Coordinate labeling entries
◇ ◇ ◇ ◇

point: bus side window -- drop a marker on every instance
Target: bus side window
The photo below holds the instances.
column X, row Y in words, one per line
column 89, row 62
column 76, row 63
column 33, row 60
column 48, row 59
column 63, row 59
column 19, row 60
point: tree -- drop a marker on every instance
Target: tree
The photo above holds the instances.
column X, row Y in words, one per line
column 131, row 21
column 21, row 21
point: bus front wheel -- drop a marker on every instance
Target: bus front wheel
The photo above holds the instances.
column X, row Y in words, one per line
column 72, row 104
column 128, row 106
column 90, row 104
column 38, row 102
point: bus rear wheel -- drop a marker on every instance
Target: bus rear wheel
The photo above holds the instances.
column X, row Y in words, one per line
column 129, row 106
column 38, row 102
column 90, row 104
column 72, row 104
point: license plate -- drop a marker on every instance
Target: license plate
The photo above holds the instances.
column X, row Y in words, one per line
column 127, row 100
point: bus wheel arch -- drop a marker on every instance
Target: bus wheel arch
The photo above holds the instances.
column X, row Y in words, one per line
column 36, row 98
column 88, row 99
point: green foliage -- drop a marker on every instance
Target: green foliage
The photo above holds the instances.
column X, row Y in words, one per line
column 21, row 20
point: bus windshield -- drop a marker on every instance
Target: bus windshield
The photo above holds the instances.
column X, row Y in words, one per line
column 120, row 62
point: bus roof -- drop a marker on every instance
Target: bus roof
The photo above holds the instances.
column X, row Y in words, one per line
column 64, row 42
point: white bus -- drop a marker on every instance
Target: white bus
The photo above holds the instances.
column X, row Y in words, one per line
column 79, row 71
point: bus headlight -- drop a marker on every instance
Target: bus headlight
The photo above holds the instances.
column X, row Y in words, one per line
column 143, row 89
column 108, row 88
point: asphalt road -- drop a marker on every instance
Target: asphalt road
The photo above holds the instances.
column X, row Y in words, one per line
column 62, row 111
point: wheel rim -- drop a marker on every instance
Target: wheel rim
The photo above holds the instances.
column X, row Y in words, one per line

◇ ◇ ◇ ◇

Render the lines from the start of the entries through the line containing "column 19, row 60" as a numbered list, omitting any blank lines.

• SOLUTION TO THIS TASK:
1. point: bus side window -- drop a marker on every instance
2. Target: bus side window
3. The photo below holds the instances.
4. column X, row Y in words, one per line
5. column 89, row 62
6. column 76, row 63
7. column 33, row 60
8. column 48, row 59
9. column 63, row 59
10. column 19, row 60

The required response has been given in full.